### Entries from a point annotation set
________________
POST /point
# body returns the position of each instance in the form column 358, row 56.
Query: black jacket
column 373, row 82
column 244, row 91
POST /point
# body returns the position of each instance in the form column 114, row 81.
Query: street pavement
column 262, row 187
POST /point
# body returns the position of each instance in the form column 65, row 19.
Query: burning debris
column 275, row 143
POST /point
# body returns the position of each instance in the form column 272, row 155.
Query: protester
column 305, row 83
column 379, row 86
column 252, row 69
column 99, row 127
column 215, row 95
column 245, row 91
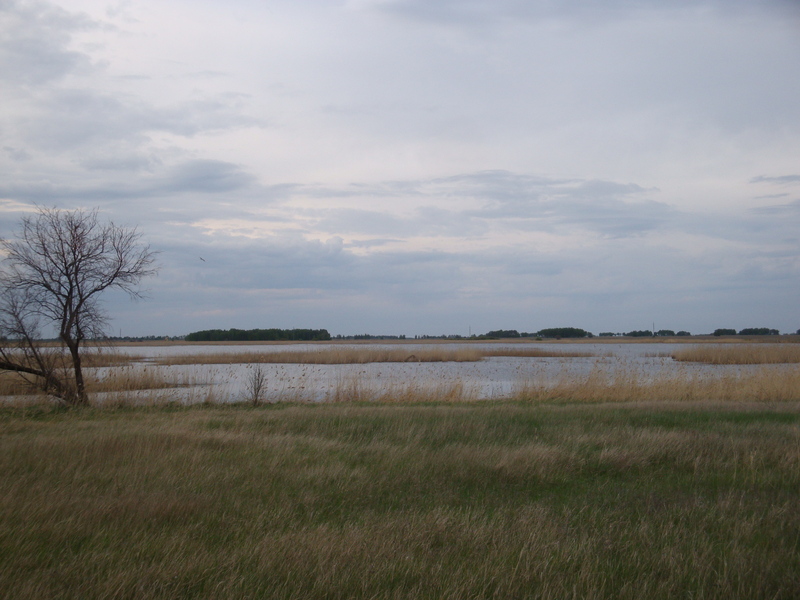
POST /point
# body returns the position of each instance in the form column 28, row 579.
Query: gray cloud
column 34, row 40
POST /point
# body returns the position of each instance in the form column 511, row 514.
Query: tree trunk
column 81, row 398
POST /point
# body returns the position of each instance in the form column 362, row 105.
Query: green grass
column 478, row 500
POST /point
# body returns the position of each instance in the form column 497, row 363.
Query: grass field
column 460, row 500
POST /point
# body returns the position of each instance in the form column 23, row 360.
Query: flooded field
column 487, row 378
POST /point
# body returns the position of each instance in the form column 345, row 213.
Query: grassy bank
column 479, row 500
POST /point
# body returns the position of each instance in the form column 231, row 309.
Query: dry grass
column 745, row 354
column 483, row 500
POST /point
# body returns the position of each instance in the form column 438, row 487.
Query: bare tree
column 256, row 384
column 54, row 274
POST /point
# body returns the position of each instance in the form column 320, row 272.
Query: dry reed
column 364, row 355
column 744, row 354
column 767, row 384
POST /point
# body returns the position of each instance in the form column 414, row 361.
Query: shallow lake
column 494, row 377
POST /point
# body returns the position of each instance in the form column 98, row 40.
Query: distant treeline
column 260, row 335
column 749, row 331
column 553, row 332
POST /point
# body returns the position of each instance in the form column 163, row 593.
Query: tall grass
column 745, row 354
column 767, row 384
column 449, row 501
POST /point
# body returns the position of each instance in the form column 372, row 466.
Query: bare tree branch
column 55, row 271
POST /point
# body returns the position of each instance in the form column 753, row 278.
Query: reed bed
column 328, row 356
column 766, row 384
column 364, row 355
column 447, row 501
column 745, row 354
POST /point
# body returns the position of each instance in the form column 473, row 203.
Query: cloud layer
column 416, row 167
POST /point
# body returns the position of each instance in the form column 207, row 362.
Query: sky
column 420, row 167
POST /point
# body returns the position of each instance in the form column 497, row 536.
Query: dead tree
column 54, row 273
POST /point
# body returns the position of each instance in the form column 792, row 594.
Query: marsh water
column 494, row 377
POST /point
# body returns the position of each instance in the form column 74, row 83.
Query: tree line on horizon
column 259, row 335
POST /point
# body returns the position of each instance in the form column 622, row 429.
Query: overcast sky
column 420, row 166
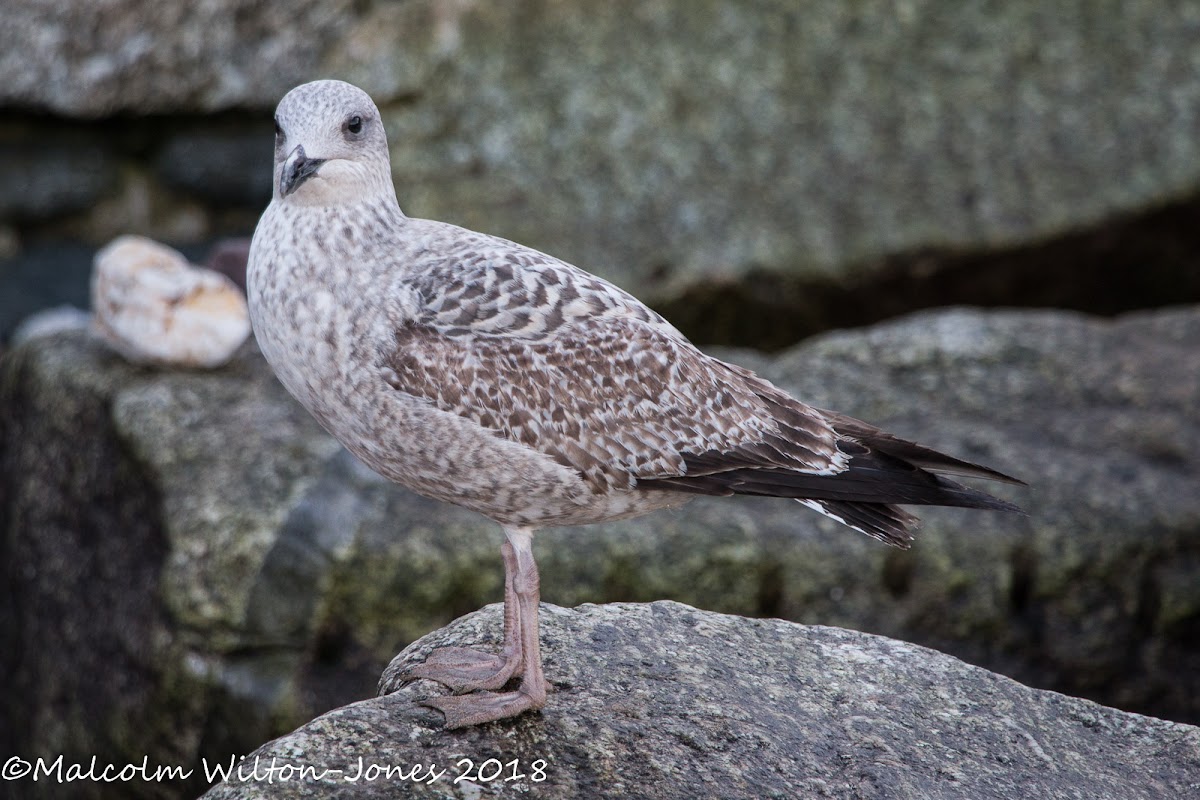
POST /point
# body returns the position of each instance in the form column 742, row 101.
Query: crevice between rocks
column 1122, row 264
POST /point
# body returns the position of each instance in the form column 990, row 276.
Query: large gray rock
column 677, row 144
column 664, row 701
column 195, row 537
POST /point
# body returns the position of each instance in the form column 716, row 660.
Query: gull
column 480, row 372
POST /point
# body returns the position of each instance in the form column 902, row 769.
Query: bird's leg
column 465, row 669
column 462, row 710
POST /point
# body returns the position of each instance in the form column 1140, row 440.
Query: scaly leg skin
column 521, row 573
column 465, row 669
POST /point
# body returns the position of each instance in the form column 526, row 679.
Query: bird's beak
column 297, row 169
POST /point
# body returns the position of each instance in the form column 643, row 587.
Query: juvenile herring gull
column 480, row 372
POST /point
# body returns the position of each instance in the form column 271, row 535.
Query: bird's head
column 330, row 146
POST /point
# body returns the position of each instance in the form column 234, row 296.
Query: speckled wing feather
column 568, row 365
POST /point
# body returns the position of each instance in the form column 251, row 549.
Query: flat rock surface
column 664, row 701
column 253, row 575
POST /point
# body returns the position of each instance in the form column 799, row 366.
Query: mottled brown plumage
column 484, row 373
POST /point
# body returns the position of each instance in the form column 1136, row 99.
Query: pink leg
column 465, row 669
column 521, row 597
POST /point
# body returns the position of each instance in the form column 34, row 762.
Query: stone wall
column 761, row 169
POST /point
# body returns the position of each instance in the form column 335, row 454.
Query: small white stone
column 154, row 307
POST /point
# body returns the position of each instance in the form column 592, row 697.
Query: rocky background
column 189, row 566
column 757, row 170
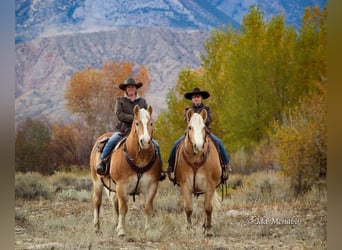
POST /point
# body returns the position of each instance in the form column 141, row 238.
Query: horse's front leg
column 208, row 208
column 149, row 197
column 97, row 200
column 187, row 196
column 123, row 208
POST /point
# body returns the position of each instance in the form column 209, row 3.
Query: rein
column 139, row 170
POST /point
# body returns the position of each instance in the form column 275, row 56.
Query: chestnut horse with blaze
column 197, row 167
column 135, row 168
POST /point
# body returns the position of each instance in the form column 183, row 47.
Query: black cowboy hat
column 196, row 91
column 130, row 81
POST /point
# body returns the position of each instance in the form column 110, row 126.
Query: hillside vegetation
column 268, row 86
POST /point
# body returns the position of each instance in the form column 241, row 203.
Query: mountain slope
column 55, row 39
column 47, row 18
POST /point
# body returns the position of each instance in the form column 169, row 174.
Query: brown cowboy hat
column 196, row 91
column 130, row 81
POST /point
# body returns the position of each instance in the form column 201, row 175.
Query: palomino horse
column 135, row 168
column 197, row 169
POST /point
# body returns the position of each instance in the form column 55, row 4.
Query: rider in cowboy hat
column 124, row 112
column 196, row 96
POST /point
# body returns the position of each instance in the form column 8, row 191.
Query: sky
column 7, row 101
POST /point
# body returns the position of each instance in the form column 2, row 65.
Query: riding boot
column 101, row 167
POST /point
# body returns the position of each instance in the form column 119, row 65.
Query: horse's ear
column 136, row 110
column 189, row 113
column 150, row 109
column 204, row 114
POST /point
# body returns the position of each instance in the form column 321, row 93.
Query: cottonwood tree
column 92, row 93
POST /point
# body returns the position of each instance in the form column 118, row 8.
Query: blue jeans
column 114, row 139
column 221, row 150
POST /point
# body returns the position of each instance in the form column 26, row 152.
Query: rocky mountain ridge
column 55, row 39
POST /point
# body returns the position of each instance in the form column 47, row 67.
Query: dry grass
column 260, row 213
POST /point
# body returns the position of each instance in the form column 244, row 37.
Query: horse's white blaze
column 198, row 125
column 145, row 137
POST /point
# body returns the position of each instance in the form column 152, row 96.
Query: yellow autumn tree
column 92, row 93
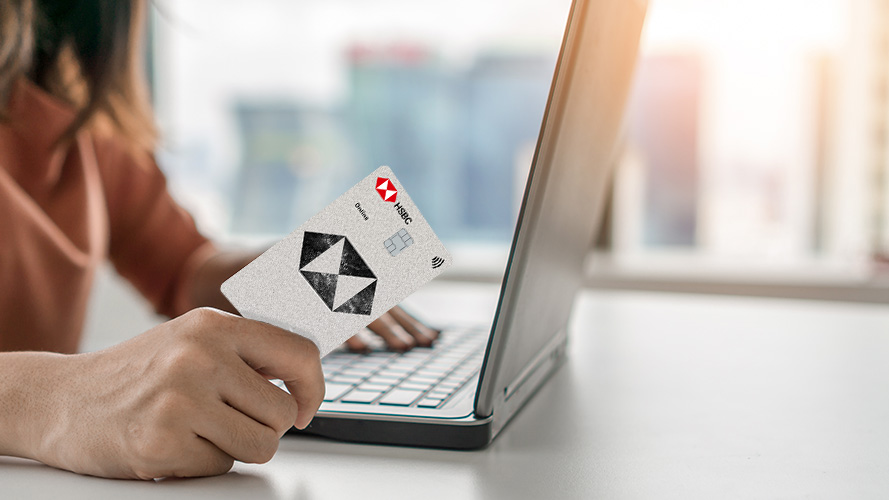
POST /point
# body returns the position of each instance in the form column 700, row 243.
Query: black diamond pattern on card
column 337, row 273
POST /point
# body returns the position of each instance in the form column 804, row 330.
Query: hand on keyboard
column 399, row 330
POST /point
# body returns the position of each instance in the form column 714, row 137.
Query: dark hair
column 84, row 52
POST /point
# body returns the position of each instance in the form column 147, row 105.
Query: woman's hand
column 185, row 398
column 399, row 330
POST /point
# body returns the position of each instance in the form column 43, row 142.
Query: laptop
column 461, row 392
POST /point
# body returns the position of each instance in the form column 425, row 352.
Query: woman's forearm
column 27, row 382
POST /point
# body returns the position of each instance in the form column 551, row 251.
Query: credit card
column 344, row 267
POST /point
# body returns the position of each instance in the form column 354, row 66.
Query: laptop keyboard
column 424, row 377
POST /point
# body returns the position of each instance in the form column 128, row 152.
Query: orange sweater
column 63, row 211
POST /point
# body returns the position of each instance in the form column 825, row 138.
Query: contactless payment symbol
column 386, row 189
column 398, row 242
column 340, row 277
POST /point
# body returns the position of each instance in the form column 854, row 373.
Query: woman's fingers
column 357, row 344
column 392, row 332
column 421, row 333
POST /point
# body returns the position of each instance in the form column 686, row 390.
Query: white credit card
column 344, row 267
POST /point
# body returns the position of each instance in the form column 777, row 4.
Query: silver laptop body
column 491, row 372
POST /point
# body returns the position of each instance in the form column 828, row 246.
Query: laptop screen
column 564, row 197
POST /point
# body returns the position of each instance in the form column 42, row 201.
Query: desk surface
column 663, row 396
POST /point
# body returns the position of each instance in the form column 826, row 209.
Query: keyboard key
column 429, row 403
column 357, row 372
column 415, row 386
column 374, row 387
column 400, row 397
column 432, row 372
column 332, row 391
column 359, row 396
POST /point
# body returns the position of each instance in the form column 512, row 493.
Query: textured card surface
column 344, row 267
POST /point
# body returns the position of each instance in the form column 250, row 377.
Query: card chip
column 398, row 242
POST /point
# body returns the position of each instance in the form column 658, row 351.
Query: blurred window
column 756, row 132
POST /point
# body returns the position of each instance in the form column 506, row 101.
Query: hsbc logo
column 386, row 189
column 388, row 192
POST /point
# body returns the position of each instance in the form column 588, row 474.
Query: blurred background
column 755, row 158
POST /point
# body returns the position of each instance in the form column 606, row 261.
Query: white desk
column 664, row 396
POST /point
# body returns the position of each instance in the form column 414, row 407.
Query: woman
column 78, row 184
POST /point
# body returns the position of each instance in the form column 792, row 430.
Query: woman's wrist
column 28, row 382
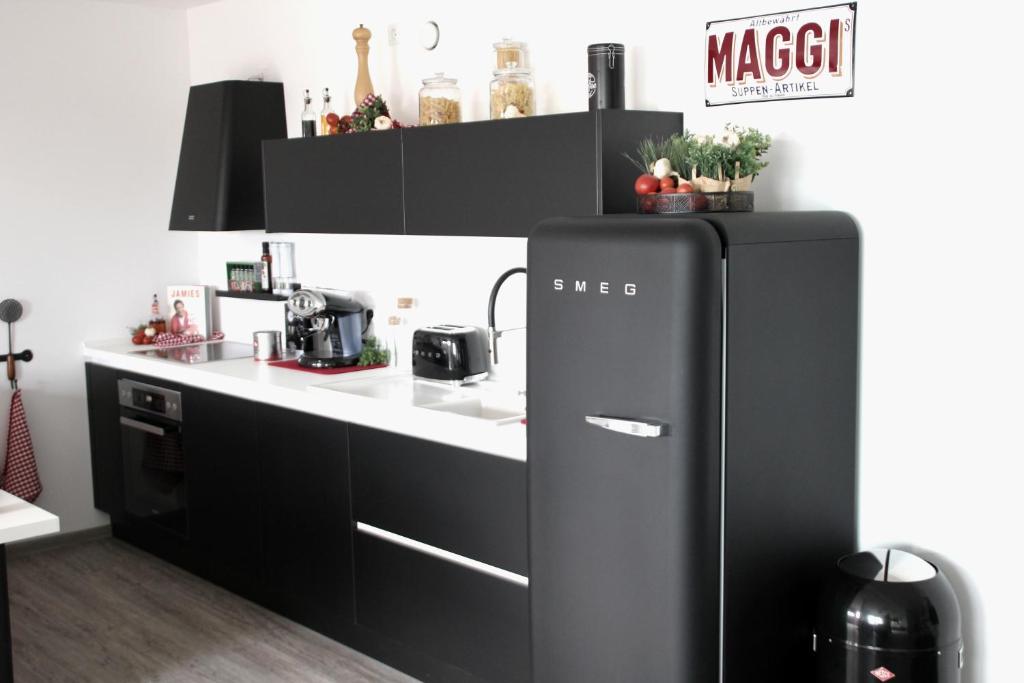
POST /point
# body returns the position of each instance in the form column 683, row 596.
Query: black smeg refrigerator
column 692, row 400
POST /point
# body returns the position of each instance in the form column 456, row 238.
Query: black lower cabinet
column 307, row 539
column 457, row 614
column 273, row 498
column 104, row 438
column 219, row 437
column 415, row 501
column 461, row 501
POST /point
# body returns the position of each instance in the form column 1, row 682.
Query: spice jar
column 512, row 89
column 439, row 100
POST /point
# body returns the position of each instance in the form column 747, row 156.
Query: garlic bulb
column 663, row 167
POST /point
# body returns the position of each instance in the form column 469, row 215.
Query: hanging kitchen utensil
column 10, row 311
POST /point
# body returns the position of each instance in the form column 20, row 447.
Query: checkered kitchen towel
column 19, row 474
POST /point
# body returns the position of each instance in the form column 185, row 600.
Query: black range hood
column 219, row 184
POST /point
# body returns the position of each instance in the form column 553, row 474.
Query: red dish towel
column 19, row 474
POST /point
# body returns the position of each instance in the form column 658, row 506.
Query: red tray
column 294, row 365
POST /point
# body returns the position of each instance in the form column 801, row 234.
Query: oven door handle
column 142, row 426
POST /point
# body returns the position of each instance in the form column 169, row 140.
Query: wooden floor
column 102, row 610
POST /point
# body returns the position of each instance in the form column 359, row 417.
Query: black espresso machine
column 326, row 328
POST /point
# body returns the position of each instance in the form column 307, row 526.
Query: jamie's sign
column 790, row 55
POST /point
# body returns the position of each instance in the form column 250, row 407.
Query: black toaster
column 455, row 353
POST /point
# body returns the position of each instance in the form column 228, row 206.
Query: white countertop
column 253, row 380
column 20, row 520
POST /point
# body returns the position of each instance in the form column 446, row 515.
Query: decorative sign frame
column 800, row 54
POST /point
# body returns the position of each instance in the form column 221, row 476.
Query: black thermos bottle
column 606, row 77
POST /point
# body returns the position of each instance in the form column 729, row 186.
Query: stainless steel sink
column 483, row 400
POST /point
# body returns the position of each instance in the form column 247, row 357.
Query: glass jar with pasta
column 512, row 89
column 439, row 100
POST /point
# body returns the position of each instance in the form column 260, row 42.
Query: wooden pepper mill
column 364, row 86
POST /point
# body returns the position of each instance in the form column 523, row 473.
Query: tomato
column 646, row 184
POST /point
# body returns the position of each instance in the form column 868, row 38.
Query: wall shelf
column 255, row 296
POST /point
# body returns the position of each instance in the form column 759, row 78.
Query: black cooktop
column 204, row 352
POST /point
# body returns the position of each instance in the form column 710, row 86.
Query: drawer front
column 460, row 615
column 461, row 501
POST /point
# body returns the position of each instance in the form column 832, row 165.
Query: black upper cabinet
column 339, row 183
column 104, row 438
column 501, row 177
column 306, row 518
column 219, row 183
column 484, row 178
column 223, row 491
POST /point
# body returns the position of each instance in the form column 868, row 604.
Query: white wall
column 924, row 157
column 91, row 104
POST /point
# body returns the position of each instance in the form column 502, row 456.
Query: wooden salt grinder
column 364, row 86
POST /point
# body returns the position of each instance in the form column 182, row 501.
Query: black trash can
column 888, row 615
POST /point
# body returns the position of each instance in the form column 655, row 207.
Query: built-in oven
column 153, row 455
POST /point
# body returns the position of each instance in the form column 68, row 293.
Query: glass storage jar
column 439, row 100
column 512, row 89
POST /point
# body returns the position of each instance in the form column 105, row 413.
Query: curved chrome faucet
column 493, row 333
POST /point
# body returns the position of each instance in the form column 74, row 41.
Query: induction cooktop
column 205, row 352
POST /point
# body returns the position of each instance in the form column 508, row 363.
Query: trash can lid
column 889, row 565
column 889, row 599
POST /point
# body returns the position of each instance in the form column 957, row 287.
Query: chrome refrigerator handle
column 627, row 425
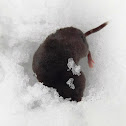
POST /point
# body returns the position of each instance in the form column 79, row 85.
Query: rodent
column 51, row 58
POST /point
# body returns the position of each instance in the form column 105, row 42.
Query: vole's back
column 50, row 65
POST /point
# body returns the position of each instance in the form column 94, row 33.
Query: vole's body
column 51, row 58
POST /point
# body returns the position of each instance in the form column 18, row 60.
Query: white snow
column 70, row 83
column 24, row 24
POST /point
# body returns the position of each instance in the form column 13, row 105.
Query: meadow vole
column 51, row 58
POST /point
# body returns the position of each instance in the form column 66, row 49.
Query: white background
column 24, row 24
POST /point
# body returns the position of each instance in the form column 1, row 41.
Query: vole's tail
column 95, row 29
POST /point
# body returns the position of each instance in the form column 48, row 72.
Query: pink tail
column 96, row 29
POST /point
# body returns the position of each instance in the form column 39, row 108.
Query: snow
column 70, row 83
column 24, row 24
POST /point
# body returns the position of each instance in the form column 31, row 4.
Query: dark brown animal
column 51, row 58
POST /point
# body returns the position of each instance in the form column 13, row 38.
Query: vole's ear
column 95, row 29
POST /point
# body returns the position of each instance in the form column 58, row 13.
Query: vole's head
column 77, row 39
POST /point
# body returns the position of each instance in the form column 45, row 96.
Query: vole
column 51, row 58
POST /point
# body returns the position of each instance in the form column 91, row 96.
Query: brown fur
column 51, row 58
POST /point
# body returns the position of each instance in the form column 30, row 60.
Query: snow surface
column 24, row 24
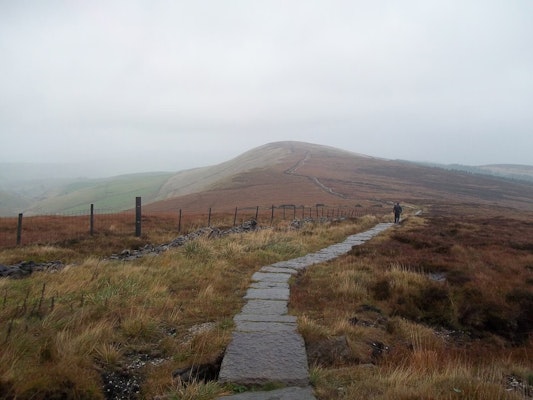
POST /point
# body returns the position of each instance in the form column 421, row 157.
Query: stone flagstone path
column 266, row 346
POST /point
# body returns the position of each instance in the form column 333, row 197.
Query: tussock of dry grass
column 60, row 331
column 464, row 337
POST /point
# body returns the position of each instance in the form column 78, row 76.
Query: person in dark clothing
column 397, row 209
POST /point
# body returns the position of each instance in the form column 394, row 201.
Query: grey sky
column 178, row 84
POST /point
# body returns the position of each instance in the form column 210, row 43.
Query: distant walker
column 397, row 212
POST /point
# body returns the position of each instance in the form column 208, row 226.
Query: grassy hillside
column 294, row 173
column 439, row 307
column 117, row 193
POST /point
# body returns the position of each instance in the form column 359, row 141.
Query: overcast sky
column 169, row 85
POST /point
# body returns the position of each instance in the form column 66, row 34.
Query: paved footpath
column 266, row 346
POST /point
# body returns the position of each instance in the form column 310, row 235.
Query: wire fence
column 63, row 227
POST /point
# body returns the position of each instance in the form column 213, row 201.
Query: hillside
column 306, row 174
column 283, row 173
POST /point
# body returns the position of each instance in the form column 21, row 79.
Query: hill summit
column 280, row 173
column 306, row 174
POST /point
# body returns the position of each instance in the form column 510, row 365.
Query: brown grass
column 465, row 336
column 61, row 332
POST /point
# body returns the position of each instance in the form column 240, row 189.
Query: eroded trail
column 266, row 347
column 314, row 179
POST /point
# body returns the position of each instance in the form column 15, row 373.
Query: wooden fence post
column 19, row 230
column 138, row 217
column 91, row 222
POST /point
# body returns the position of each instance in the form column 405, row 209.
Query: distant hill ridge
column 287, row 172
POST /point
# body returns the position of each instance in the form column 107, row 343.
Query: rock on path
column 266, row 346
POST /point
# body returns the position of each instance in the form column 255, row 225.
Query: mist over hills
column 275, row 173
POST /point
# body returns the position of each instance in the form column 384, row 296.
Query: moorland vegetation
column 439, row 307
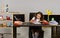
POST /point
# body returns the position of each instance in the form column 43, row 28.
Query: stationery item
column 7, row 18
column 4, row 24
column 1, row 17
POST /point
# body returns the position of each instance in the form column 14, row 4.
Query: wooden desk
column 28, row 25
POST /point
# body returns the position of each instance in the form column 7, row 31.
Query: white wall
column 33, row 5
column 27, row 6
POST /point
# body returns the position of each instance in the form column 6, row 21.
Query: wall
column 27, row 6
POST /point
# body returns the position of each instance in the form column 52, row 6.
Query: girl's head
column 39, row 15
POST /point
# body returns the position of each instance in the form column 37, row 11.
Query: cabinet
column 6, row 25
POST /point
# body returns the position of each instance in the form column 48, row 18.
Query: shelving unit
column 6, row 25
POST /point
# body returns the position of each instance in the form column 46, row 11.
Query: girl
column 36, row 31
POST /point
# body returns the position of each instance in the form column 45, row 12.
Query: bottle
column 7, row 8
column 52, row 19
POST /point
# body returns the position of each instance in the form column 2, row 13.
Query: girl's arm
column 32, row 20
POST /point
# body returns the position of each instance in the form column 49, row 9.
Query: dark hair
column 40, row 14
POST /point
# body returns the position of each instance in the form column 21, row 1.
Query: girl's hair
column 40, row 14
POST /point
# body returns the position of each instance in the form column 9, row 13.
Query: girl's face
column 38, row 16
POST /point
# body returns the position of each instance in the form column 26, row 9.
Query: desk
column 28, row 25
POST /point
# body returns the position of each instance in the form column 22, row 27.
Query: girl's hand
column 45, row 22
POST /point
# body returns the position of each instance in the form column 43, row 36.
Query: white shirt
________________
### What you need to do
Please find each line in the items above that contains the word "oven", and copy those lines out.

### Written response
Query: oven door handle
Query: built-in oven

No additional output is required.